WORK TO BE COMPLETED: Format every one of the lines below as a Markdown table with two columns, Row and Line. Number each row and omit any blank lines.

---------- MATERIAL PROVIDED ----------

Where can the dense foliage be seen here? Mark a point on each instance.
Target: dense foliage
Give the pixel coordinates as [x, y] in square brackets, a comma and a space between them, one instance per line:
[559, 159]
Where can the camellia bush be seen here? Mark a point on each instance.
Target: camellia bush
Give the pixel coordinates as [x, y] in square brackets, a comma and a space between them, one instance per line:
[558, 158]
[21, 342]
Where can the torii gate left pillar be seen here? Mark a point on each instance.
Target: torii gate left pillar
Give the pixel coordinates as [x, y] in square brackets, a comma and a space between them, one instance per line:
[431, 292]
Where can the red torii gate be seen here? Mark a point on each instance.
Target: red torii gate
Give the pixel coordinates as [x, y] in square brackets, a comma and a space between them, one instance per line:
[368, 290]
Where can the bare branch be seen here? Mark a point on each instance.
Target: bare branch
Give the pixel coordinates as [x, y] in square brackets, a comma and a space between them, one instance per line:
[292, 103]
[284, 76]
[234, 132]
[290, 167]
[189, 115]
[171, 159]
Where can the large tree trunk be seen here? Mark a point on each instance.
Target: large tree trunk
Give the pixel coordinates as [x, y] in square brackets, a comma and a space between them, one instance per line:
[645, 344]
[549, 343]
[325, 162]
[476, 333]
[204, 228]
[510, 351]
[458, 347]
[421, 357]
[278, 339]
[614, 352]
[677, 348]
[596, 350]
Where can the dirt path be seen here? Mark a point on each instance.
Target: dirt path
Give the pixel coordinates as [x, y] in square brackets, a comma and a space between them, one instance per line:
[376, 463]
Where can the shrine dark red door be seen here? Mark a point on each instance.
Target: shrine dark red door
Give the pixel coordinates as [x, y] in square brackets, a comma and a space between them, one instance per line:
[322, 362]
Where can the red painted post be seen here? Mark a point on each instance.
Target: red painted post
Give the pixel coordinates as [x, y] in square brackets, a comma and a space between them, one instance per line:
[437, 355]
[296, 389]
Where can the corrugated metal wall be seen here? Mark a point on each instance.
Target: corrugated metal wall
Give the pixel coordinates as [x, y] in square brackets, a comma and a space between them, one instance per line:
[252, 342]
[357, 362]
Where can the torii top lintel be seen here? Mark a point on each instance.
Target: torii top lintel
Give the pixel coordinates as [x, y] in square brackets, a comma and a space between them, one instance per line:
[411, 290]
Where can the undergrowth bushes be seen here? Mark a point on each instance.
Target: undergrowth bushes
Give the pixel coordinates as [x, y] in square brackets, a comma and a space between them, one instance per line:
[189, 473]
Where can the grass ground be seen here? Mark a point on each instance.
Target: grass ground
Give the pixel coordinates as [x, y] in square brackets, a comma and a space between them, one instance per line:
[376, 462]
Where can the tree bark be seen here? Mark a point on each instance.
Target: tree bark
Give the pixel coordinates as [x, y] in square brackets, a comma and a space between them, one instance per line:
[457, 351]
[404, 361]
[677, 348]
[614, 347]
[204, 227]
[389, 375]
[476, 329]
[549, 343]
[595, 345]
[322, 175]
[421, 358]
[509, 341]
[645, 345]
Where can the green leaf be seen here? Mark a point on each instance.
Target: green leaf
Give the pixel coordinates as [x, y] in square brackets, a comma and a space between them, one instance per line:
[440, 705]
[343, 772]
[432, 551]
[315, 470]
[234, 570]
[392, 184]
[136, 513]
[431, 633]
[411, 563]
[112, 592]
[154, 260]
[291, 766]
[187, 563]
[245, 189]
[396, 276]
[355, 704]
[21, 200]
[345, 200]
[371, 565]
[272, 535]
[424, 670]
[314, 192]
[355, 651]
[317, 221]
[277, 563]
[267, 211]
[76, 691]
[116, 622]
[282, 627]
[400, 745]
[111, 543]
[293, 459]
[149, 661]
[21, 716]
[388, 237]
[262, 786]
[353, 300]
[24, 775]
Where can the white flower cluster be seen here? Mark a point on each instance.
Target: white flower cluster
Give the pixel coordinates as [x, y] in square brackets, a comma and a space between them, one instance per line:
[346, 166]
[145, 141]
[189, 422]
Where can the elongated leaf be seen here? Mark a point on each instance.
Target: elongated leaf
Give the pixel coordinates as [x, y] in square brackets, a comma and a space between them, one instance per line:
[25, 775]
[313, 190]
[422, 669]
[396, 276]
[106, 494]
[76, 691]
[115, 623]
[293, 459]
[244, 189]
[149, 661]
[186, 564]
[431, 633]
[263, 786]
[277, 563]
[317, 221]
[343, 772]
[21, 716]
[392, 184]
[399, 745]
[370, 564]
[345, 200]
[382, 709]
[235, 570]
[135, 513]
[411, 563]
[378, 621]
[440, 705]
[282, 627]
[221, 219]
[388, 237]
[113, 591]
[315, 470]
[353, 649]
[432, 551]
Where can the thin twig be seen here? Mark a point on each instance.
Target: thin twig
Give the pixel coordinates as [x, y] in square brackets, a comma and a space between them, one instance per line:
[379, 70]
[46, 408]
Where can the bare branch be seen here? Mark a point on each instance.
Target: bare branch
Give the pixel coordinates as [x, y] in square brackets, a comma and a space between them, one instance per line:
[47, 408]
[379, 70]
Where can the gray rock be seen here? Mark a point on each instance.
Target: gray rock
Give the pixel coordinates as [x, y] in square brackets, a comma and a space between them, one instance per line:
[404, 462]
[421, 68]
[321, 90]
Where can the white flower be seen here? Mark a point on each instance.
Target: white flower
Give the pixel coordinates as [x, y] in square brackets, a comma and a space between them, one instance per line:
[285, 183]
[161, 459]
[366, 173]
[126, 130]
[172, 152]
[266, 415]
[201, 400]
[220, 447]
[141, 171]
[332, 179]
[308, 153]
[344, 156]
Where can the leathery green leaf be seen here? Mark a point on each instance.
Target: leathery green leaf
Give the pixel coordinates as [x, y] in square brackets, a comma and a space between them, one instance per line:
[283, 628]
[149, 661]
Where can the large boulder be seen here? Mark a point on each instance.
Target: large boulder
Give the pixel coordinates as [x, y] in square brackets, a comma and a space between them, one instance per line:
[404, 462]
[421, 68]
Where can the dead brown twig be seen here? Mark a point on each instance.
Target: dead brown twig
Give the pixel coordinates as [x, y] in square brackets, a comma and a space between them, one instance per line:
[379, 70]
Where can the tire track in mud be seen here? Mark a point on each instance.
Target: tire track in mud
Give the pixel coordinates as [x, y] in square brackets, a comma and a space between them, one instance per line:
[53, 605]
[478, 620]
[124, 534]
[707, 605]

----------

SOLUTION TO THE PROBLEM:
| Row | Line |
|---|---|
| 1 | Where can the dense foliage be seen here? Mark a point on each instance. |
| 2 | Target: dense foliage |
| 3 | Give the pixel coordinates as [x, y] in square brackets, a comma and a space between them, one instance per line: |
| 4 | [559, 159] |
| 5 | Where can the camellia bush be seen here? Mark a point on each instance. |
| 6 | Target: camellia bush |
| 7 | Give the pixel coordinates as [x, y] in square brackets, a comma and a space between them, one instance per line: |
| 8 | [558, 158] |
| 9 | [21, 342] |
| 10 | Where can the torii gate left pillar be seen here? Mark a point on each instance. |
| 11 | Target: torii gate left pillar |
| 12 | Give the pixel coordinates as [x, y] in square brackets, a comma and a space between them, one instance per line: |
| 13 | [431, 292] |
| 14 | Where can the red torii gate be seen here? Mark a point on each instance. |
| 15 | Target: red torii gate |
| 16 | Give the pixel coordinates as [x, y] in square brackets, a comma and a space between them, one instance per line: |
| 17 | [368, 290] |
| 18 | Where can the bare branch be seen here? Mark a point on each instance. |
| 19 | Target: bare branch |
| 20 | Give the pixel coordinates as [x, y] in square brackets, a comma and a space between them, one instance per line: |
| 21 | [292, 103] |
| 22 | [284, 76] |
| 23 | [234, 132] |
| 24 | [290, 167] |
| 25 | [189, 115] |
| 26 | [171, 159] |
| 27 | Where can the large tree trunk be seen here? Mark a point on each instance. |
| 28 | Target: large tree trunk |
| 29 | Give the pixel coordinates as [x, y] in square brackets, a comma and a space between them, one instance per line: |
| 30 | [645, 344] |
| 31 | [549, 343] |
| 32 | [325, 162] |
| 33 | [476, 333] |
| 34 | [204, 228] |
| 35 | [510, 351] |
| 36 | [458, 347] |
| 37 | [421, 357] |
| 38 | [278, 339] |
| 39 | [614, 352] |
| 40 | [677, 348] |
| 41 | [596, 350] |
| 42 | Where can the dirt path be seen here? Mark a point on each instance. |
| 43 | Target: dirt path |
| 44 | Give the pixel coordinates as [x, y] in square brackets, a comma and a space between them, one instance per line: |
| 45 | [376, 463] |
| 46 | Where can the shrine dark red door be seen here? Mark a point on each instance. |
| 47 | Target: shrine dark red door |
| 48 | Give the pixel coordinates as [x, y] in square brackets, a comma and a space between them, one instance per line: |
| 49 | [322, 362] |
| 50 | Where can the red painted post be seen here? Mark a point on each instance. |
| 51 | Target: red painted post |
| 52 | Give the pixel coordinates as [x, y] in square brackets, a comma and a space between them, one instance per line: |
| 53 | [437, 355] |
| 54 | [296, 389] |
| 55 | Where can the corrugated metal wall be seen here? Mark a point on each instance. |
| 56 | Target: corrugated metal wall |
| 57 | Give the pixel coordinates as [x, y] in square brackets, a comma and a space between them, one instance per line: |
| 58 | [252, 342] |
| 59 | [357, 362] |
| 60 | Where can the torii top lintel be seen here? Mark a point on each instance. |
| 61 | Target: torii top lintel |
| 62 | Give the pixel coordinates as [x, y] in square brackets, a comma and a space between them, one instance per line: |
| 63 | [411, 290] |
| 64 | Where can the undergrowth bushes be seen here? Mark a point on each instance. |
| 65 | Target: undergrowth bushes |
| 66 | Give the pixel coordinates as [x, y] in square brackets, a comma and a space between them, one instance per line: |
| 67 | [189, 473] |
| 68 | Where can the grass ground be seen here? Mark a point on each instance. |
| 69 | Target: grass ground |
| 70 | Give the pixel coordinates as [x, y] in square brackets, a comma and a space between them, one instance per line: |
| 71 | [376, 462] |
| 72 | Where can the tree bark be seen here? Mark a point on each instance. |
| 73 | Target: tree bark |
| 74 | Give the pixel coordinates as [x, y] in square brackets, a comma and a space between them, one instance per line: |
| 75 | [457, 351] |
| 76 | [404, 361] |
| 77 | [677, 348] |
| 78 | [614, 347] |
| 79 | [204, 227] |
| 80 | [389, 375] |
| 81 | [476, 329] |
| 82 | [549, 343] |
| 83 | [595, 345] |
| 84 | [322, 175] |
| 85 | [421, 358] |
| 86 | [509, 341] |
| 87 | [645, 345] |
| 88 | Where can the green leaf be seen here? Mark a point on each instance. |
| 89 | Target: green leaf |
| 90 | Give the pixel coordinates as [x, y] in square brackets, a comma and a space between them, one instance per line: |
| 91 | [440, 705] |
| 92 | [343, 772] |
| 93 | [432, 551] |
| 94 | [315, 470] |
| 95 | [234, 570] |
| 96 | [392, 184] |
| 97 | [136, 513] |
| 98 | [431, 633] |
| 99 | [411, 563] |
| 100 | [112, 592] |
| 101 | [154, 260] |
| 102 | [291, 766] |
| 103 | [187, 563] |
| 104 | [245, 189] |
| 105 | [396, 276] |
| 106 | [355, 704] |
| 107 | [21, 200] |
| 108 | [345, 200] |
| 109 | [371, 565] |
| 110 | [272, 535] |
| 111 | [424, 670] |
| 112 | [314, 192] |
| 113 | [355, 651] |
| 114 | [317, 221] |
| 115 | [277, 563] |
| 116 | [267, 211] |
| 117 | [76, 691] |
| 118 | [116, 622] |
| 119 | [282, 627] |
| 120 | [400, 745] |
| 121 | [111, 543] |
| 122 | [293, 459] |
| 123 | [149, 661] |
| 124 | [21, 716] |
| 125 | [388, 237] |
| 126 | [262, 786] |
| 127 | [353, 300] |
| 128 | [24, 775] |
| 129 | Where can the white flower cluster be seen here? Mark a point on each instance. |
| 130 | Target: white flower cluster |
| 131 | Give the pixel coordinates as [x, y] in square brackets, a comma and a space between them, one instance per line: |
| 132 | [346, 166] |
| 133 | [145, 141] |
| 134 | [189, 422] |
| 135 | Where can the elongated leaf be seen here? Mark a point on each instance. |
| 136 | Target: elongated leaf |
| 137 | Give the pixel coordinates as [x, y] in square brackets, a comma and a space between them, one instance per line: |
| 138 | [25, 775] |
| 139 | [313, 190] |
| 140 | [422, 669] |
| 141 | [396, 276] |
| 142 | [106, 494] |
| 143 | [76, 691] |
| 144 | [115, 623] |
| 145 | [293, 459] |
| 146 | [244, 189] |
| 147 | [149, 661] |
| 148 | [186, 564] |
| 149 | [431, 633] |
| 150 | [263, 786] |
| 151 | [277, 563] |
| 152 | [317, 221] |
| 153 | [343, 772] |
| 154 | [21, 716] |
| 155 | [392, 184] |
| 156 | [399, 745] |
| 157 | [370, 564] |
| 158 | [345, 200] |
| 159 | [382, 709] |
| 160 | [235, 570] |
| 161 | [135, 513] |
| 162 | [411, 563] |
| 163 | [378, 621] |
| 164 | [440, 705] |
| 165 | [282, 627] |
| 166 | [221, 219] |
| 167 | [388, 237] |
| 168 | [113, 591] |
| 169 | [315, 470] |
| 170 | [353, 649] |
| 171 | [432, 551] |
| 172 | Where can the thin twig be seen here? Mark a point on each instance. |
| 173 | Target: thin twig |
| 174 | Give the pixel coordinates as [x, y] in square brackets, a comma and a space between them, one instance per line: |
| 175 | [379, 70] |
| 176 | [46, 408] |
| 177 | Where can the bare branch be seen here? Mark a point on each instance. |
| 178 | Target: bare branch |
| 179 | Give the pixel coordinates as [x, y] in square brackets, a comma and a space between them, one instance per line: |
| 180 | [47, 408] |
| 181 | [379, 70] |
| 182 | Where can the gray rock be seen here? Mark a point on each instance. |
| 183 | Target: gray rock |
| 184 | Give the pixel coordinates as [x, y] in square brackets, a comma and a space between them, one instance per line: |
| 185 | [404, 462] |
| 186 | [421, 68] |
| 187 | [321, 90] |
| 188 | Where can the white flower be seen here? Mark a point on each instance. |
| 189 | Target: white flower |
| 190 | Give the pixel coordinates as [x, y] in square brackets, a comma and a space between them, one instance per line: |
| 191 | [285, 183] |
| 192 | [161, 459] |
| 193 | [366, 173] |
| 194 | [126, 130] |
| 195 | [172, 152] |
| 196 | [266, 415] |
| 197 | [201, 400] |
| 198 | [220, 447] |
| 199 | [141, 171] |
| 200 | [332, 179] |
| 201 | [308, 153] |
| 202 | [344, 156] |
| 203 | Where can the leathery green leaf be seen here? Mark a point on each instance. |
| 204 | Target: leathery green leaf |
| 205 | Give the pixel coordinates as [x, y] in square brackets, a comma and a space between them, one instance per line: |
| 206 | [283, 628] |
| 207 | [149, 661] |
| 208 | Where can the large boulder be seen here? Mark a point on each instance. |
| 209 | Target: large boulder |
| 210 | Give the pixel coordinates as [x, y] in square brackets, a comma and a space between them, one instance per line: |
| 211 | [404, 462] |
| 212 | [421, 68] |
| 213 | Where can the dead brown twig be seen here? Mark a point on each instance. |
| 214 | Target: dead brown twig |
| 215 | Give the pixel coordinates as [x, y] in square brackets, a comma and a space between them, one instance per line: |
| 216 | [379, 70] |
| 217 | Where can the tire track in mud be seen here? Mark a point on each instance. |
| 218 | Target: tire track in mud |
| 219 | Give the pixel coordinates as [x, y] in square brackets, a comma and a space between them, one instance per line: |
| 220 | [53, 605] |
| 221 | [478, 620] |
| 222 | [124, 534] |
| 223 | [707, 605] |